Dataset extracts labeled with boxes
((
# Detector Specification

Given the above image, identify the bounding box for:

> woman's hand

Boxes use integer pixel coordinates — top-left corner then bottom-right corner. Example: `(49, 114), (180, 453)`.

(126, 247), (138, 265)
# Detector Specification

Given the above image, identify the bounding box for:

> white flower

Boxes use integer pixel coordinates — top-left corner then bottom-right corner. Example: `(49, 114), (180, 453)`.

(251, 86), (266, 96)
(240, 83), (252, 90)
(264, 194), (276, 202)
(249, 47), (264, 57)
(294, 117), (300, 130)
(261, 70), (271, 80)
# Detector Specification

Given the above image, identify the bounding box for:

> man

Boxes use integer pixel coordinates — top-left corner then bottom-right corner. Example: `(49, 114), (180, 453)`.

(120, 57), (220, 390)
))
Problem to work on: Can you edit all of the entries above so that every "Detector Specification" becomes "Labeling Instructions" and nothing else changes?

Worked answer:
# Labeling Instructions

Given the above image, identify the bounding box for:

> woman's hand

Boxes use integer pixel coordinates — top-left corner then bottom-right corner. Example: `(49, 114), (180, 453)`.

(126, 247), (138, 265)
# Labeling Instructions

Given the above image, identify the bounding box for:

> white flower

Boxes use integer pixel coordinates — top-left corner then bottom-right corner. Example: `(49, 114), (180, 453)`.

(251, 86), (266, 96)
(240, 83), (252, 90)
(264, 194), (276, 202)
(249, 47), (264, 57)
(294, 117), (300, 130)
(261, 70), (271, 80)
# Labeling Instructions

Given the above image, identify the bounding box for:

> man

Boxes use integer pixel coordinates — top-left corner then bottom-right corner. Example: `(49, 114), (180, 453)`.

(120, 57), (220, 390)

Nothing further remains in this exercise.